**What you are asked to do**
Look through the entries for the line containing "of the patterned". Then output that line and every line after it, exactly, to the end.

**Records supplied**
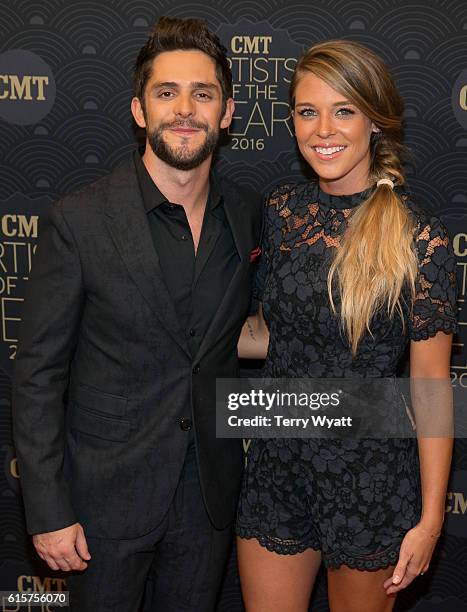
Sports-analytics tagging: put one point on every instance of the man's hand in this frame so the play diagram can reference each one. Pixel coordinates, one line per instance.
(65, 549)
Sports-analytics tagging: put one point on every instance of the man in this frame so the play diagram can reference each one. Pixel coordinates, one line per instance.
(138, 293)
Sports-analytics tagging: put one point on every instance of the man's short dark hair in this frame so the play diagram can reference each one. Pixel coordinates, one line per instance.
(173, 34)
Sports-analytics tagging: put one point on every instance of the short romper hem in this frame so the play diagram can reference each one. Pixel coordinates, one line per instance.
(381, 560)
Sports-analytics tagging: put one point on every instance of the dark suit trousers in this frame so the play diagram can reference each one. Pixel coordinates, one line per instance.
(179, 565)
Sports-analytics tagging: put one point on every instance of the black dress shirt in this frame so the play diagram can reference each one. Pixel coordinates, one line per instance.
(196, 283)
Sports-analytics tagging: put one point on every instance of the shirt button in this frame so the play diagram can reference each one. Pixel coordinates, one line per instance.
(185, 424)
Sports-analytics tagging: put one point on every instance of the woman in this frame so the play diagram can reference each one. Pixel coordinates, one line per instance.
(351, 273)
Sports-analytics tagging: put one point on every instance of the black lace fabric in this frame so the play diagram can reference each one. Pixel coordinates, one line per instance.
(352, 499)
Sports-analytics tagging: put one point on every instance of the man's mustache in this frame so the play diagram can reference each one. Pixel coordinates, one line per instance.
(194, 125)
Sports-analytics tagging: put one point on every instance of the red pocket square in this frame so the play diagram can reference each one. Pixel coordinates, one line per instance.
(255, 253)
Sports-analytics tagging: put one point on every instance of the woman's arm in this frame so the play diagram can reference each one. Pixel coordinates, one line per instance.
(432, 395)
(254, 338)
(430, 361)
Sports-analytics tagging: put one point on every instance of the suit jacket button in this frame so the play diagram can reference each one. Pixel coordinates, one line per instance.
(185, 424)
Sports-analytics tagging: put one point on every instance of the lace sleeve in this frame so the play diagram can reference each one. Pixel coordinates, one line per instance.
(273, 204)
(434, 306)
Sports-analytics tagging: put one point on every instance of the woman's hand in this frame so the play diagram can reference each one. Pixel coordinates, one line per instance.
(414, 557)
(254, 338)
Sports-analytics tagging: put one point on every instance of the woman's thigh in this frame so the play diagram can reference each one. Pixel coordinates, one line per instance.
(272, 582)
(352, 590)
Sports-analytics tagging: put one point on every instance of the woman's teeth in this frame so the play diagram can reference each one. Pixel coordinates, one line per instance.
(328, 150)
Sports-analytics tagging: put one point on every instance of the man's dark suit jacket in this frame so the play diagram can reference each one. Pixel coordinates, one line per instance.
(103, 373)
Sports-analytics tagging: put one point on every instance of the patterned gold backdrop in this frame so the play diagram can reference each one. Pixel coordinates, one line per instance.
(65, 87)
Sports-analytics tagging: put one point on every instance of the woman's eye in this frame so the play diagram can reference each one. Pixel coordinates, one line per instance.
(307, 112)
(345, 112)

**Task output**
Sports-analytics tagging: put one point on every instance of the patterned gold backdrop in this frame so the play diagram can reference each one. Pixel coordinates, one line per instance.
(65, 87)
Sports-analytics tagging: put one point on every instance of the woman's eye in this frame so the play diagram can reference each one. Pixel coordinates, one line per instance.
(307, 112)
(345, 112)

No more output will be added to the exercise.